(Records excerpted from a collection)
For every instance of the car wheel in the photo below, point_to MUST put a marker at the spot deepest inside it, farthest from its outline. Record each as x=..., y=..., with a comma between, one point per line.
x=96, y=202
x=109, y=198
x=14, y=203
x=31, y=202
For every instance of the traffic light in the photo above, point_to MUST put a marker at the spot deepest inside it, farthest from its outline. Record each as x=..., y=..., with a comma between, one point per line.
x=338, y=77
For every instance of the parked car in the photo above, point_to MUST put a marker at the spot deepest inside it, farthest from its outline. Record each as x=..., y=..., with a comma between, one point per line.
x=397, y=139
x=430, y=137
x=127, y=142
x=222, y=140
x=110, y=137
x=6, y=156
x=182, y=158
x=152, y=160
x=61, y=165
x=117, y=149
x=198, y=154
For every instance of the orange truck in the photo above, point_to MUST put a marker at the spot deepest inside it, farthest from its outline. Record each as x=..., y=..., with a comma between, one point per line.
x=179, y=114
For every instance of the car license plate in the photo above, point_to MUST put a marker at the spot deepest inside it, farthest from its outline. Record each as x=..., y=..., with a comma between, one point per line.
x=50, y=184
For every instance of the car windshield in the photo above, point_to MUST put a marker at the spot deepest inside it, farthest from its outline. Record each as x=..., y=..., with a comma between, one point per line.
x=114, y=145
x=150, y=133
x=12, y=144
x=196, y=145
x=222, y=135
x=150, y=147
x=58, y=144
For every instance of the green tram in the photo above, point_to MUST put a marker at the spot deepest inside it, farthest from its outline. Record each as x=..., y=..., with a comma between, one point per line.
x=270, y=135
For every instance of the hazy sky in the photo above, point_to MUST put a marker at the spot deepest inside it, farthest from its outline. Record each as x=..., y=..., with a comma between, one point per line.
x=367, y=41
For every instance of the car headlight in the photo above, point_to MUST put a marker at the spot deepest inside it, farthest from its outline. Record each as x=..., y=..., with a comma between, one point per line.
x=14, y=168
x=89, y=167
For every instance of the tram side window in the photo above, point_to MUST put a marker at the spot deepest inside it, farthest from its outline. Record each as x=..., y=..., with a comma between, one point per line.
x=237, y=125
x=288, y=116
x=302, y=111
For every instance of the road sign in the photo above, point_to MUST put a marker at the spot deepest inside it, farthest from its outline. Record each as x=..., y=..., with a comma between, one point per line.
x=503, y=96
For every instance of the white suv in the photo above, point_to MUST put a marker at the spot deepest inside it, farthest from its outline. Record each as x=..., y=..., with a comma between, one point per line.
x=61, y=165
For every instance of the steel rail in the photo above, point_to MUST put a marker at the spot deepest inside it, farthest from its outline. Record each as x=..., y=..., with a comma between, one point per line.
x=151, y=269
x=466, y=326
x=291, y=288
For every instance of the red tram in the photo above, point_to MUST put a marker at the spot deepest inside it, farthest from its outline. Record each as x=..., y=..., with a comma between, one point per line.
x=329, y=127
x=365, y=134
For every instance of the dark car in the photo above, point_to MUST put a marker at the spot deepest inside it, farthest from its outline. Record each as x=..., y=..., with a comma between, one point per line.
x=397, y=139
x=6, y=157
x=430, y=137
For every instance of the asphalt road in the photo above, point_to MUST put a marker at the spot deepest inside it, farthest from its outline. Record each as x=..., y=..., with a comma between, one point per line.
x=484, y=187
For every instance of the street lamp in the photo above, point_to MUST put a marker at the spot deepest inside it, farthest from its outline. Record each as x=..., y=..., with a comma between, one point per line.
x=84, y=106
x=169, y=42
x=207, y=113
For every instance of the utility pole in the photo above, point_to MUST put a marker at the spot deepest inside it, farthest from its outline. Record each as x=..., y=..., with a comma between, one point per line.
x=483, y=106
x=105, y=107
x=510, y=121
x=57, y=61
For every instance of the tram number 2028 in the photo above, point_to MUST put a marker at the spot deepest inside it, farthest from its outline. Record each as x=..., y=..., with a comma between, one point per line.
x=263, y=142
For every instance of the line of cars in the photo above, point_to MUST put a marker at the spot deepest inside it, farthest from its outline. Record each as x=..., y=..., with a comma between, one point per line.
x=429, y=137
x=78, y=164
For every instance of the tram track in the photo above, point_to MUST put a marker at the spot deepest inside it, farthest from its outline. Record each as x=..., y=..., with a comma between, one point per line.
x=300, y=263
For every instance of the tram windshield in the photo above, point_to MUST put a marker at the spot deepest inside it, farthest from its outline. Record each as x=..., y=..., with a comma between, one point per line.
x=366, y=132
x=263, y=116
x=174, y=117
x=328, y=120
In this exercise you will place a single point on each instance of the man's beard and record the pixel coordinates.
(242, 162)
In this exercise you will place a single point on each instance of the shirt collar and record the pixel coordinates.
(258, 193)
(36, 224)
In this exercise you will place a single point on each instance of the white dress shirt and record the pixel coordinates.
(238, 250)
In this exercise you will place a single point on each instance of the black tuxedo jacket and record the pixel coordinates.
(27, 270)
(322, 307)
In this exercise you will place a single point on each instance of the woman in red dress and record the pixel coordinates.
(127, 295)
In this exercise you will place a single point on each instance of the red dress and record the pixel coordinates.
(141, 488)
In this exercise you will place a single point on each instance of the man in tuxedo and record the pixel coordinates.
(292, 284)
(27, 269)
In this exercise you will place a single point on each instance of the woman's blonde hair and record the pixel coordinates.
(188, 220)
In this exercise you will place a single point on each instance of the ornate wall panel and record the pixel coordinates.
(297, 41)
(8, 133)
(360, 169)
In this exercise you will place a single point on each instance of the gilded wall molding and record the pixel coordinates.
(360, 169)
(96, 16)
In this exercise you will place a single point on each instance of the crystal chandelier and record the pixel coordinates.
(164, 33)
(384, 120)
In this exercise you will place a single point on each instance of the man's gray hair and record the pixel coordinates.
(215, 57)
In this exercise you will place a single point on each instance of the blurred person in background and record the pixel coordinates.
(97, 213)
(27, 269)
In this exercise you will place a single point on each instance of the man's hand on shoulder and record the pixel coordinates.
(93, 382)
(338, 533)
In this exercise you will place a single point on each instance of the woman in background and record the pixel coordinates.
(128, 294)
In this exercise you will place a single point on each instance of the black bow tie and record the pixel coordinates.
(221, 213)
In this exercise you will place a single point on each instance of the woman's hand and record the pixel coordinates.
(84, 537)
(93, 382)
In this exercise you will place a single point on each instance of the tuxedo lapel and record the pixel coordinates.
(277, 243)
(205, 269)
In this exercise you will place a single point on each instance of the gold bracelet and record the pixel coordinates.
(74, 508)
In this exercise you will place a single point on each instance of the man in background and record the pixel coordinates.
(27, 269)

> **WHAT IS EXPECTED**: Every record must be written out again without any change.

> **ANSWER SPACE**:
For every instance of the car wheel in the photo below, point_to MUST put a marker at the spot deepest inside it, farthest from its outline. Record each as x=..., y=..., with a comma between, one point per line.
x=96, y=202
x=109, y=198
x=14, y=203
x=31, y=202
For every instance of the traffic light in the photo above, point_to MUST put a marker at the spot deepest inside it, farthest from its outline. Record each as x=..., y=..., with a comma between, one point per line.
x=338, y=77
For every instance of the parked car in the photo above, point_to MUST put a marker at the spot deepest inside it, farthest from its outline. Record each as x=..., y=..., with a comma between, one point per line.
x=397, y=139
x=430, y=137
x=127, y=142
x=222, y=140
x=110, y=137
x=6, y=156
x=182, y=158
x=152, y=160
x=61, y=165
x=117, y=149
x=198, y=154
For every instance of the orange truck in the photo above, point_to MUST put a marker at the spot deepest inside it, farthest from its outline. Record each as x=..., y=..., with a comma between, one point per line.
x=179, y=114
For every instance of the car license plate in the photo above, point_to MUST put a marker at the spot deepest inside it, farthest from its outline. Record each as x=..., y=..., with a comma between, one point per line.
x=50, y=184
For every instance of the car windshield in the photo above, point_to MUST put a marker at the spot deepest inside it, farthest from its outline. Record each as x=..., y=..., with a comma between, one point per line.
x=114, y=145
x=150, y=133
x=12, y=144
x=196, y=145
x=222, y=135
x=150, y=147
x=58, y=144
For every instance of the green tram in the photo above, point_to MUST put a marker at the spot deepest inside it, farthest from its outline. Record each as x=..., y=..., with a comma between, one point per line.
x=270, y=135
For every instance of the hazy sky in the photo above, point_to MUST put a marker at the spot deepest inside it, farthest from its outline. Record each as x=..., y=..., with a comma between, one point per line.
x=367, y=41
For every instance of the car headlight in the photo above, point_to MUST put a marker at the spot deepest inside it, farthest from its outline. Record each as x=..., y=..., with a comma between, one point per line.
x=14, y=168
x=89, y=167
For every instance of the tram side window in the photo above, point_to MUST put a marker at the spot deepest inside it, farthest from its outline. Record each as x=..., y=..., with a comma between, one point per line.
x=237, y=125
x=288, y=116
x=302, y=111
For every instance of the road sign in the photo above, point_to MUST put a marker at the spot deepest inside it, farthest from its outline. Record each as x=..., y=..., with a comma between, one point per line.
x=503, y=96
For every instance of the white suv in the photo above, point_to MUST put a marker at the spot deepest inside it, farthest from its outline. Record each as x=..., y=..., with a comma between, one point per line.
x=61, y=165
For every instance of the steel rail in the photo above, point_to MUST put a marker at the spot deepest inside it, farthest from its outline. Record each as x=..., y=..., with a comma between, one point per line.
x=151, y=269
x=466, y=326
x=291, y=288
For every instance of the red tram in the photo above, point_to MUST put a marker at the spot deepest inside it, farthest from its outline. Record each as x=..., y=..., with a comma between, one point per line.
x=329, y=127
x=365, y=134
For every instance of the dark car in the photo above, point_to MUST put a marker at the spot deepest inside it, farthest from its outline. Record each as x=..., y=..., with a comma between, one point per line.
x=397, y=139
x=6, y=157
x=430, y=137
For every instance of the asphalt road in the photo above, point_to MUST put a marker at the spot deepest inside it, farthest from its outline. Record each as x=..., y=..., with a comma between, one point per line.
x=484, y=187
For every instance of the street lamp in the photo above, point_to MUST put a marker at the spot deepest inside it, farthest from its outline. Record each as x=..., y=..., with a comma between, one point per line.
x=84, y=106
x=169, y=42
x=207, y=113
For every instance of the utility pole in the photo above, point_to MUST put a marker at the spot deepest inside it, farthest from its outline. Record each as x=..., y=..., with a comma between, one point per line.
x=483, y=106
x=105, y=107
x=510, y=121
x=57, y=61
For every instance of the tram number 2028 in the photo above, point_to MUST put a marker at the spot deepest inside it, farthest from its outline. Record each as x=..., y=..., with a comma between, one point per line.
x=263, y=142
For every instance of the line of cars in the photo above, point_to MUST put a marker at the spot deepest inside it, farthest from its outline. Record each as x=..., y=..., with a comma between, one point per line.
x=429, y=137
x=78, y=164
For every instance of the tram track in the photo above, point_to MUST put a marker at the spot deepest inside it, farthest from its outline. Record each as x=..., y=..., with a comma between, one point per line.
x=300, y=263
For every instance of the tram windshield in the photo above, point_to MUST put a marker at the spot deepest inside it, farthest from its outline. Record each as x=..., y=..., with a comma between, one point per line.
x=366, y=132
x=263, y=116
x=174, y=117
x=328, y=120
In this exercise you will place a single point on each instance of the man's beard and record the pixel coordinates.
(242, 162)
In this exercise you will place a single point on each instance of the shirt collar and record the pixel coordinates.
(258, 193)
(36, 224)
In this exercise you will place a single point on each instance of the white dress shirt and record the pixel coordinates.
(238, 250)
In this exercise you will place a single point on each instance of the black tuxedo jacket and record the pixel coordinates.
(27, 270)
(322, 307)
In this exercise you will place a single point on each instance of the woman in red dress and record the pixel coordinates.
(127, 295)
In this exercise you will place a single point on each instance of the red dress and record the pixel coordinates.
(141, 488)
In this exercise you will place a single point on each instance of the man in tuxedo and record the pixel coordinates.
(292, 284)
(27, 269)
In this exercise you will place a single point on each instance of the woman's blonde hair and record the pixel coordinates.
(188, 220)
In this exercise you will place a single point on each instance of the ornate wall panel and record the pixel coordinates.
(297, 41)
(8, 133)
(360, 169)
In this exercise you will place a single point on each instance of the gilded wall molding and record the pixel coordinates.
(360, 169)
(96, 16)
In this exercise you will place a single point on each instance of the crystal chandelier and record the pixel coordinates.
(164, 33)
(384, 120)
In this exercise you will place a single point on each instance of the man's gray hair and record the pixel coordinates.
(215, 57)
In this exercise you will place a single point on each instance of the blurred person in background and record the pixel coordinates.
(97, 213)
(27, 269)
In this exercise you will place a single point on each instance of the man's hand on shoulder and record the pixel coordinates.
(93, 382)
(338, 533)
In this exercise you will place a single point on each instance of the woman in background and record the pixel coordinates.
(128, 294)
In this exercise you will place a single point on each instance of the black bow tie and record the pixel coordinates.
(221, 213)
In this exercise you will place a single point on each instance of the woman's hand and record the pixel coordinates.
(84, 537)
(93, 382)
In this exercise you will place a single point on each instance of the tuxedo lapel and record the pixel coordinates.
(277, 243)
(205, 269)
In this exercise you will place a single point on each instance of the gold bracelet and record the pixel coordinates.
(74, 508)
In this exercise you will place a single point on each instance of the man in background and record the pixel coordinates.
(27, 269)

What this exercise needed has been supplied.